DESCRIPTION OF THE TASK -
Please set down all of the material below word for word, leaving out the pictures.

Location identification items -
****************************************

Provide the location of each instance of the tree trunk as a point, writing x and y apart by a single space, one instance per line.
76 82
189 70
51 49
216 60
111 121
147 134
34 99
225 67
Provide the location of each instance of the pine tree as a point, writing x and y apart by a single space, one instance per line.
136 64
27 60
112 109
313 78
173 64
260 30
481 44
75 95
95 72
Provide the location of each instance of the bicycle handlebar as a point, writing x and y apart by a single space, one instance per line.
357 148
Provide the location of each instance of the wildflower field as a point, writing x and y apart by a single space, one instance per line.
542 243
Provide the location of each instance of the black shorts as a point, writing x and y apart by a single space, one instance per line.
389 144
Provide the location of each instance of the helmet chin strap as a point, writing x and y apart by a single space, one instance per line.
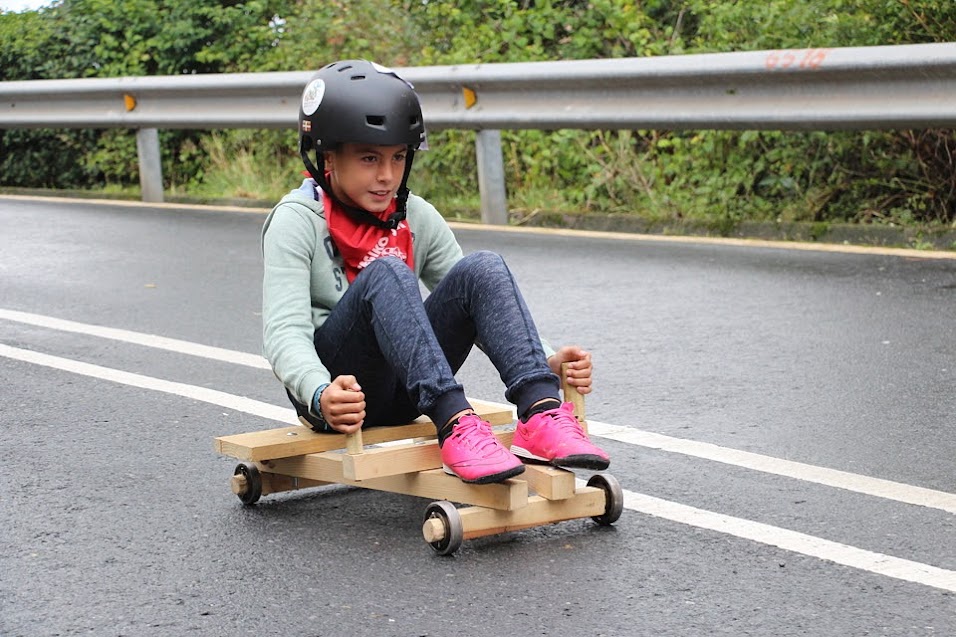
358 214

****************************************

WORKED ANSWER -
Provide the location of each instance of the tree trunk as a point, writing x and y apart by a single space, one instance per line.
76 82
189 70
51 49
216 60
111 121
147 134
34 99
225 67
Provide the location of each instance of the pine tree as a point, writing x and y apart by a single space, one instance per line.
136 64
27 60
112 109
313 78
173 64
260 30
481 44
75 95
95 72
Provide the location of each instance of the bicycle handlebar as a point, writing x and y apart by a single space, one instance per line.
357 148
Provide the location of each instance of the wildflower field as a point, writing x and y apart by a single space, one instance per line.
542 243
Provide the location of each instance of the black shorts as a point, writing x and y apart by a single space, one instance per line.
389 144
Provide the location of each instance of the helmet chin strap as a point, writing x and y apart by a single space, one instance per line.
358 214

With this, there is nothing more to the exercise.